Debezium’s UnwrapFromEnvelope single message transformation (SMT) collapses the complex change event structure into the same row-based format expected by the two sink connectors and effectively acts as a message translator between the two aforementioned formats.

Example

Let’s move directly to our example as that’s where the changes are visible. First of all we need to deploy all components:

export DEBEZIUM_VERSION=0.7
docker-compose up

When all components are started we are going to register the Elasticsearch Sink connector writing into the Elasticsearch instance. We want to use the same key (primary id) in the source and both PostgreSQL and Elasticsearch:

curl -i -X POST -H "Accept:application/json" \
    -H  "Content-Type:application/json" http://localhost:8083/connectors/ \
    -d @es-sink.json

We’re using this registration request:

{
  {
    "name": "elastic-sink",
    "config": {
      "connector.class":
          "io.confluent.connect.elasticsearch.ElasticsearchSinkConnector",
      "tasks.max": "1",
      "topics": "customers",
      "connection.url": "http://elastic:9200",
      "transforms": "unwrap,key",
      "transforms.unwrap.type": "io.debezium.transforms.UnwrapFromEnvelope",        (1)
      "transforms.key.type": "org.apache.kafka.connect.transforms.ExtractField$Key",(2)
      "transforms.key.field": "id",                                                 (2)
      "key.ignore": "false",                                                        (3)
      "type.name": "customer"                                                       (4)
    }
  }
}

The request configures these options:

  1. extracting only the new row’s state from Debezium’s change data message

  2. extracting the id field from the key struct, then the same key is used for the source and both destinations. This is to address the fact that the Elasticsearch connector only supports numeric types and string as keys. If we do not extract the id the messages will be filtered out by the connector because of unknown key type.

*SET PROBLEM 1*.
Echo the Debezium passage word for word, starting at "The request configures" and ending at "unknown key type.".
*SET PROBLEM 2*.
Duplicate the records exactly, starting at the first line of the records and ending at the line that contains "top-left (0, 111), bottom-right (612, 499)".
The Debezium passage and the records come from separate sources.

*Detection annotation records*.
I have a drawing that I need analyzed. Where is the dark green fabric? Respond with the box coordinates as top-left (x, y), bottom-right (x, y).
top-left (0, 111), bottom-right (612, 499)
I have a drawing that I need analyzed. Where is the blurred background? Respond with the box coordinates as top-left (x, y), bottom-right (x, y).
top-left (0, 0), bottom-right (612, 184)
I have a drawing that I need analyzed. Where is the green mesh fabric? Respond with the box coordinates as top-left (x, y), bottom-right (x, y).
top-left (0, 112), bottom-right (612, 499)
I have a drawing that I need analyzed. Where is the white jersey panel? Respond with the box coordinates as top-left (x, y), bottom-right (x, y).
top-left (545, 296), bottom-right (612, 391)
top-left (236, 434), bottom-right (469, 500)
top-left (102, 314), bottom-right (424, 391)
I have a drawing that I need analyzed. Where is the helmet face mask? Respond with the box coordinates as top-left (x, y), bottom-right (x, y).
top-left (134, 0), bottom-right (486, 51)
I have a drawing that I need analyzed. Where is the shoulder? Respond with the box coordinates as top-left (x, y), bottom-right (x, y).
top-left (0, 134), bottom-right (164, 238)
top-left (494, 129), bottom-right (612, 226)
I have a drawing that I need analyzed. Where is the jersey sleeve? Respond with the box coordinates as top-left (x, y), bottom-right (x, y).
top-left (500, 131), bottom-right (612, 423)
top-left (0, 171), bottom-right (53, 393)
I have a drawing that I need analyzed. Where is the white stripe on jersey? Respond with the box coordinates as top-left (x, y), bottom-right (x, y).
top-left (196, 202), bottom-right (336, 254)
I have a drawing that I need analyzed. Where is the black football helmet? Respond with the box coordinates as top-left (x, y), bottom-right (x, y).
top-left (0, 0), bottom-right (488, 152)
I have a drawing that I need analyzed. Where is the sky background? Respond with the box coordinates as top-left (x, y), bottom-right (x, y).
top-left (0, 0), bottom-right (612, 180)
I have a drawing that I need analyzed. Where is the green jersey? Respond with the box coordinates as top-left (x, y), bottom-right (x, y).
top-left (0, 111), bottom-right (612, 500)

*WRITTEN SOLUTION 1*.
The request configures these options:

  1. extracting only the new row’s state from Debezium’s change data message

  2. extracting the id field from the key struct, then the same key is used for the source and both destinations. This is to address the fact that the Elasticsearch connector only supports numeric types and string as keys. If we do not extract the id the messages will be filtered out by the connector because of unknown key type.

*WRITTEN SOLUTION 2*.
I have a drawing that I need analyzed. Where is the dark green fabric? Respond with the box coordinates as top-left (x, y), bottom-right (x, y).
top-left (0, 111), bottom-right (612, 499)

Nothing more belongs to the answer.